* EXERCICE PROPOSÉ
Poursuivez le compte rendu du colloque de la DMA sur les mobilités et l'accessibilité, reproduit ci-dessous, à partir de sa dernière phrase.

* TEXTE FOURNI
○ ○ ○ ○ ○ ○ ○

Retour sur le colloque de la DMA #1 : mobilités actives, LOM et ZFE

La Direction Ministérielle à l’Accessibilité (DMA) organise chaque année un grand colloque réunissant tous les acteurs de l’aménagement urbain pour faire le point sur les enjeux de mobilité et accessibilité aux personnes handicapées. Intitulée « Les mobilités en mouvement : une opportunité pour une cité inclusive », l’édition 2019 a fait la part belle aux apports de la loi d’orientation des mobilités (LOM) récemment adoptée. Si vous n’avez pas eu la chance d’y assister, nous vous invitons à suivre notre série d’articles résumant les présentations et les débats.

Des politiques pour adapter l’espace public aux piétons et personnes à mobilité réduite

En introduction, Brigitte Thorin, déléguée ministérielle à l’accessibilité (DMA) et Hervé Brulé, adjoint au directeur général des infrastructures, des transports et de la mer (DGITM), sont revenus sur les principes fondamentaux de la LOM : améliorer les déplacements des Français tout en intégrant l’enjeu environnemental. La LOM comporte plusieurs dispositions visant à faciliter la mobilité des personnes handicapées. Les collectivités locales et les autorités organisatrices des transports (AOT) qui évoluent en autorités organisatrices de la mobilité (AOM) seront au cœur de sa mise en application.

○ ○ ○ ○ ○ ○ ○

* EXTRAIT DES DONNÉES
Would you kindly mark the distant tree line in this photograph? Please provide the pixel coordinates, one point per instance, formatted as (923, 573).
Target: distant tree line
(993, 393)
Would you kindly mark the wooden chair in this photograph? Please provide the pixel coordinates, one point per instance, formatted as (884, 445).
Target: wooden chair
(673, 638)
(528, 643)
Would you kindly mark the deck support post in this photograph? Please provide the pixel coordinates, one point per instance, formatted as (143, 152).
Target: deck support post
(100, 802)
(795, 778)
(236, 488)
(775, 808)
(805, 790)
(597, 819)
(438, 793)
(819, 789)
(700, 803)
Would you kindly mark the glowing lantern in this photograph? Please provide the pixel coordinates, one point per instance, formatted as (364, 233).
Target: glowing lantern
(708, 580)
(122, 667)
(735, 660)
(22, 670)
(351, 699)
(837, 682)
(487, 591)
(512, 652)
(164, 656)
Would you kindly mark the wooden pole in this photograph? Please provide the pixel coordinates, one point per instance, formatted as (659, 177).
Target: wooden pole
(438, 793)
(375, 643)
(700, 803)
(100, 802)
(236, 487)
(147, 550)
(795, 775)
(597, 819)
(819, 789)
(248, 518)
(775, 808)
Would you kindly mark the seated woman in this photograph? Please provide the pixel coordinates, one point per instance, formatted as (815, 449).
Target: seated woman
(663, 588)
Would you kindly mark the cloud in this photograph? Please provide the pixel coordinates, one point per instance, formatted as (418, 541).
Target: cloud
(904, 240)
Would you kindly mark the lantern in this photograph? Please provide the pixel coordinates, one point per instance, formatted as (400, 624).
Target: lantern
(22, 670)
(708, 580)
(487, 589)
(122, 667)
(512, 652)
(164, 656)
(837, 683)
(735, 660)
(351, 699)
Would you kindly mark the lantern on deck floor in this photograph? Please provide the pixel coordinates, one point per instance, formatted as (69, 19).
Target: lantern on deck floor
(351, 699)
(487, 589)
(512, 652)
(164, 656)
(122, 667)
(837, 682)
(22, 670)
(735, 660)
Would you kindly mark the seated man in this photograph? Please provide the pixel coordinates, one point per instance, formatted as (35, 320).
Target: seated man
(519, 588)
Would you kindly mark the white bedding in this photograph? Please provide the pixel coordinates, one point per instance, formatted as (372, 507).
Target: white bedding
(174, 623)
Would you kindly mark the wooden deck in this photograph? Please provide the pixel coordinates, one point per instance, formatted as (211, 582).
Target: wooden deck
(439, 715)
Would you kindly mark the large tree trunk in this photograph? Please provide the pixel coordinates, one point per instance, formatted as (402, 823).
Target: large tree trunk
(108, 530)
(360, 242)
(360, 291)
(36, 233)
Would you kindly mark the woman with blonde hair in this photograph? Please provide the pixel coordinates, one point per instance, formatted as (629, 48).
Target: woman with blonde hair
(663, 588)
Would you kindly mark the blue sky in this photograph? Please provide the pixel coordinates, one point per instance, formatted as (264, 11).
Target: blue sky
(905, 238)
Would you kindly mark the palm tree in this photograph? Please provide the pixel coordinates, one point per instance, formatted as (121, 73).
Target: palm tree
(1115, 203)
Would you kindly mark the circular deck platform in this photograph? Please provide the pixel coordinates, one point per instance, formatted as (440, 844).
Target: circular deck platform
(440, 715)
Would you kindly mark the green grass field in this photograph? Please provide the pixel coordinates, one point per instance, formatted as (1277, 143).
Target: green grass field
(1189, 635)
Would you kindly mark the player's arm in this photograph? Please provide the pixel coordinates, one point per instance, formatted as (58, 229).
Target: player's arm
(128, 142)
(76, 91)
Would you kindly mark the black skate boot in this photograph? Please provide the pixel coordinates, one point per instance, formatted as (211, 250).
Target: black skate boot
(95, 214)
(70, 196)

○ ○ ○ ○ ○ ○ ○

* RÉPONSE ATTENDUE
Ensuite, le colloque a démarré par une première table ronde dont l’intitulé annonce un objectif clair : « rendre la ville à tous ses habitants. » Quelles politiques mettre en place pour adapter l’espace public à tous ses usages ? C’est Sonia Lavadinho, chercheuse spécialisée en mobilités et transformations urbaines, qui, en tant qu’animatrice du colloque, a ouvert le débat. Pour elle, il est urgent de créer « la ville de la rencontre. » Nous ne nous déplaçons pas pour le plaisir d’avaler des kilomètres mais pour vivre des expériences, se rencontrer et donner du sens à notre vie. Peu importe l’espace, c’est l’espace-temps qui compte. Nous vivons en moyenne 30 000 jours mais n’avons que 4 000 week-ends de temps libre. Les difficultés d’accès représentent jusqu’à 7 ans de notre vie, 7 ans que nous pourrions récupérer grâce à une meilleure conception de la ville. C’est une question de justice sociale.

Au moment de démarrer une nouvelle décennie, Sonia Lavadinho nous transmet 5 messages :

  1. Développer l’inclusivité.
    Pour tous et en tous temps, il nous faut réduire les situations handicapantes, qu’elles soient liées à une déficience motrice, sensorielle ou intellectuelle, mais aussi au port de charges lourdes, à l’âge ou aux conditions de déplacement.
  2. Fabriquer la ville lisse.
    Les villes comptent en moyenne 1 000 à 2 000 km de voirie. L’enjeu est d’assurer la continuité du cheminement pour tous tout en conservant des éléments qui enrichissent l’environnement. Nos villes étant de plus en plus complexes et multimodales, les points de repère sont plus que jamais nécessaires.
  3. Remplacer le paradigme de la vitesse par le paradigme de l’urbanité.
    Nous devons mettre fin à cette logique de couloirs qui détermine encore trop souvent l’aménagement urbain.
  4. Promouvoir les mobilités actives.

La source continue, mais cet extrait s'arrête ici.